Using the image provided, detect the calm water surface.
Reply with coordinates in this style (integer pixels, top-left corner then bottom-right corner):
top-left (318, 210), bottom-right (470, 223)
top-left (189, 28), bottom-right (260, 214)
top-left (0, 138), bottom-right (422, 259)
++++++++++
- [SET PROBLEM]: Write out all of the data above again, keeping every line and character unchanged.

- [FINISHED ANSWER]:
Using the image provided, detect the calm water surface.
Reply with coordinates in this style (integer pixels, top-left corner then bottom-right corner):
top-left (318, 210), bottom-right (470, 223)
top-left (189, 28), bottom-right (260, 214)
top-left (0, 138), bottom-right (422, 259)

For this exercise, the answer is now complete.